YOUR TASK
Scan the lines below for the word "face". Copy each line you find it in.

[Saved entries]
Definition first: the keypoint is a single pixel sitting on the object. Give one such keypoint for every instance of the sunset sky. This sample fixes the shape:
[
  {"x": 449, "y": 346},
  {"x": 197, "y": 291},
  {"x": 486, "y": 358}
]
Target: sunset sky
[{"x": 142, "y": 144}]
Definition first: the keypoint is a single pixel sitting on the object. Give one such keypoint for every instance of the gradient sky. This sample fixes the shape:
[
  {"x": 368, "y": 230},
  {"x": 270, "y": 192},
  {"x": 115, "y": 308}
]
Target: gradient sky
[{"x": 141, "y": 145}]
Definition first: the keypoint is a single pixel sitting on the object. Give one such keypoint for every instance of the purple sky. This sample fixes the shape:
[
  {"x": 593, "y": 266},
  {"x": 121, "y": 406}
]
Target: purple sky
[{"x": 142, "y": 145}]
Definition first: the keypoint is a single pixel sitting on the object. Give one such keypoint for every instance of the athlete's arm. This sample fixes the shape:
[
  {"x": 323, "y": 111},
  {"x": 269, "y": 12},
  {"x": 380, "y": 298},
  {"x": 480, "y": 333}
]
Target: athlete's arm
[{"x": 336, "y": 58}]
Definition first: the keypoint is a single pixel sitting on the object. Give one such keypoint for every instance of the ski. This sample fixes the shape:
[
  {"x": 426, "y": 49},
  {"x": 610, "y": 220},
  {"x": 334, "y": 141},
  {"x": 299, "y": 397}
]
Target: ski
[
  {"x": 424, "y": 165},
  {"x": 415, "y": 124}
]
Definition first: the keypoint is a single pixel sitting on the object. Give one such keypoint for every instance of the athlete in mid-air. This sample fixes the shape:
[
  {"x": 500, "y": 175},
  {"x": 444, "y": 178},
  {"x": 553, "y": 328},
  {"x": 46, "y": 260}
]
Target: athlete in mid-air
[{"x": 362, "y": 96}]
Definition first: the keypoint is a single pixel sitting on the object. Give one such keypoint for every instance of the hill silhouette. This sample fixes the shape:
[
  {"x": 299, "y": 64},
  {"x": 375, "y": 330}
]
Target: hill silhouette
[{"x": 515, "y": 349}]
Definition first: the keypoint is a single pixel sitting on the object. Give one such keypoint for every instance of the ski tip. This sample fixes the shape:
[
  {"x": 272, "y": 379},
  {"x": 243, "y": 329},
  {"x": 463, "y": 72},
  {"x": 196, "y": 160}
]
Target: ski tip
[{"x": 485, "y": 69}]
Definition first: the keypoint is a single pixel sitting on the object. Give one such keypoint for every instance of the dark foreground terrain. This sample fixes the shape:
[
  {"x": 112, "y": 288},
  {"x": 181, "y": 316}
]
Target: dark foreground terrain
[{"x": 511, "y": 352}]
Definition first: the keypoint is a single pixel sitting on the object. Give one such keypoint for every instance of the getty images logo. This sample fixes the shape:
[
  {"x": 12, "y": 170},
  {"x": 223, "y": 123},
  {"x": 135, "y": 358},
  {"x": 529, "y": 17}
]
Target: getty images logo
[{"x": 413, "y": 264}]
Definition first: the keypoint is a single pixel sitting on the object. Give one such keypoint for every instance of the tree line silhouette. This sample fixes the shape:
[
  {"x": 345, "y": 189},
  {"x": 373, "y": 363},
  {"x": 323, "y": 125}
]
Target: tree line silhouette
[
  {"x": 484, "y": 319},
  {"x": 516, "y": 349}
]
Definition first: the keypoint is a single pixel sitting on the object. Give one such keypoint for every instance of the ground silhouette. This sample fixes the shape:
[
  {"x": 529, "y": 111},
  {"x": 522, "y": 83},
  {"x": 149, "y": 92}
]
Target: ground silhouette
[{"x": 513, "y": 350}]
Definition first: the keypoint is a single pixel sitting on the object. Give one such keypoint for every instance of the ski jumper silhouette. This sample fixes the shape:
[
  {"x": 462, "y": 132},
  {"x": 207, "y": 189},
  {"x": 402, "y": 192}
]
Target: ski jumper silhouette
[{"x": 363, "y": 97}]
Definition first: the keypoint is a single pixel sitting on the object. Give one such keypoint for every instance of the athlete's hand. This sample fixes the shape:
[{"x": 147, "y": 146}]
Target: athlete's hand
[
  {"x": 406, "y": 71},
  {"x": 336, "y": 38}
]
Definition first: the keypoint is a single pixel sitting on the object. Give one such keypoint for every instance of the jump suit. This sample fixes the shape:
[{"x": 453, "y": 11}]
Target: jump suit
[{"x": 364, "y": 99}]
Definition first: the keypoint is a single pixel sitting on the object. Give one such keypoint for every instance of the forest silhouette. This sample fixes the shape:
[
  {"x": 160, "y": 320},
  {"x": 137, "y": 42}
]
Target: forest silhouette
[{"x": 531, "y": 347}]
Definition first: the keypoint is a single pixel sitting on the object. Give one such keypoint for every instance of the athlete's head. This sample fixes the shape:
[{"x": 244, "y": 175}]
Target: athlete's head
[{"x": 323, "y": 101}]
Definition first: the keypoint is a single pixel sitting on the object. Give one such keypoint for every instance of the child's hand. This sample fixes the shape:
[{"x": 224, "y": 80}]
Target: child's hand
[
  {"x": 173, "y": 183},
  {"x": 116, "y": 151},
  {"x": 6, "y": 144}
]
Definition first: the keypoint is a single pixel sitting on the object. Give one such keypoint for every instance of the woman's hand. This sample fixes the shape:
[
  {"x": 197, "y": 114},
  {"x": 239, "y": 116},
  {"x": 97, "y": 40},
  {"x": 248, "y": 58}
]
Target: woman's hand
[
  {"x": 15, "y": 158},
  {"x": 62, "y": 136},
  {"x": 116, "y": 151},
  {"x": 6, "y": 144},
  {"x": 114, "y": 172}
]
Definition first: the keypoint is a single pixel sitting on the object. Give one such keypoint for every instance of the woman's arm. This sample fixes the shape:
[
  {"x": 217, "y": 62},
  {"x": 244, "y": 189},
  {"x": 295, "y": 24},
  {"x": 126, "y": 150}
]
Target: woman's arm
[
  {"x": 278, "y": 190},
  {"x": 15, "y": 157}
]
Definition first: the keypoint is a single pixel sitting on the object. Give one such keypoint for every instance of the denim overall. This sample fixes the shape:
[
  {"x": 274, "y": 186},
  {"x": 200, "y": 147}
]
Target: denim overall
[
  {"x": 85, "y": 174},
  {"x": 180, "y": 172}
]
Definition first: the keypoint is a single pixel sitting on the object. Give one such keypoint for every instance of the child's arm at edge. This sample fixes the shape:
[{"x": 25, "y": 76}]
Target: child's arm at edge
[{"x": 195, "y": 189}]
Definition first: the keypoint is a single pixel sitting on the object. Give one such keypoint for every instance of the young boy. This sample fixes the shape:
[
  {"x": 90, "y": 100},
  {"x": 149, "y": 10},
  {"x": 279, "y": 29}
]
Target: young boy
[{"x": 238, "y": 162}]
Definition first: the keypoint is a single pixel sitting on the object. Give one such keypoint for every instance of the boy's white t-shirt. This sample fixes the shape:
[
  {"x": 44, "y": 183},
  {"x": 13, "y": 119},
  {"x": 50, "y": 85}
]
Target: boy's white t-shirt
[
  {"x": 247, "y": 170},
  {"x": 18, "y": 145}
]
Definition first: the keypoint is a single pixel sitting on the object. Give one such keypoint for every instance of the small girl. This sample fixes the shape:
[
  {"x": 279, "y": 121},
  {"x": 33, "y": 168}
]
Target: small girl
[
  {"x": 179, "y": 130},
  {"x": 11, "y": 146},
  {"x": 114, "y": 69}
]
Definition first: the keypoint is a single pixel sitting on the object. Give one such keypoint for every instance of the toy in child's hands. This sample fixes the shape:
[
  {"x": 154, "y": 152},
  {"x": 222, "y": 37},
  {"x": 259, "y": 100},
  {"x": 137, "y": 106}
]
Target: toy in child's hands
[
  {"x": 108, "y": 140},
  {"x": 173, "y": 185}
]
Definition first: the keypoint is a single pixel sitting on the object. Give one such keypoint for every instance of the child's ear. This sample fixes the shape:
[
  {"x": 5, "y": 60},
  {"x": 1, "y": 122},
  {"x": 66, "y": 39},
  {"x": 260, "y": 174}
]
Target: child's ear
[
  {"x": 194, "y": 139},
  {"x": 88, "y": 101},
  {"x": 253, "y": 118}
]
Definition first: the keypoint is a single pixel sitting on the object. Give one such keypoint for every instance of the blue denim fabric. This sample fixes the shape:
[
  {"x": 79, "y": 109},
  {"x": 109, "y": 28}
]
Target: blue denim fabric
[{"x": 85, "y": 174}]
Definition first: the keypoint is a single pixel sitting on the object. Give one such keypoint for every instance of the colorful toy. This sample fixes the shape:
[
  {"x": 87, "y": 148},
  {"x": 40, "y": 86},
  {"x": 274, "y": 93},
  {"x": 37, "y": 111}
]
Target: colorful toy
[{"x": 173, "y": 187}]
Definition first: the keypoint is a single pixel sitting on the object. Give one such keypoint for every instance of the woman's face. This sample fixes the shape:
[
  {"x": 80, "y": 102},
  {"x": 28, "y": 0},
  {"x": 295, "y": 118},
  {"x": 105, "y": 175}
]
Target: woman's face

WRITTEN ANSWER
Definition first: the keypoint is a single pixel sitting on the object. Give one such keypoint for every instance of the woman's face. This sample fixes the shape:
Target: woman's face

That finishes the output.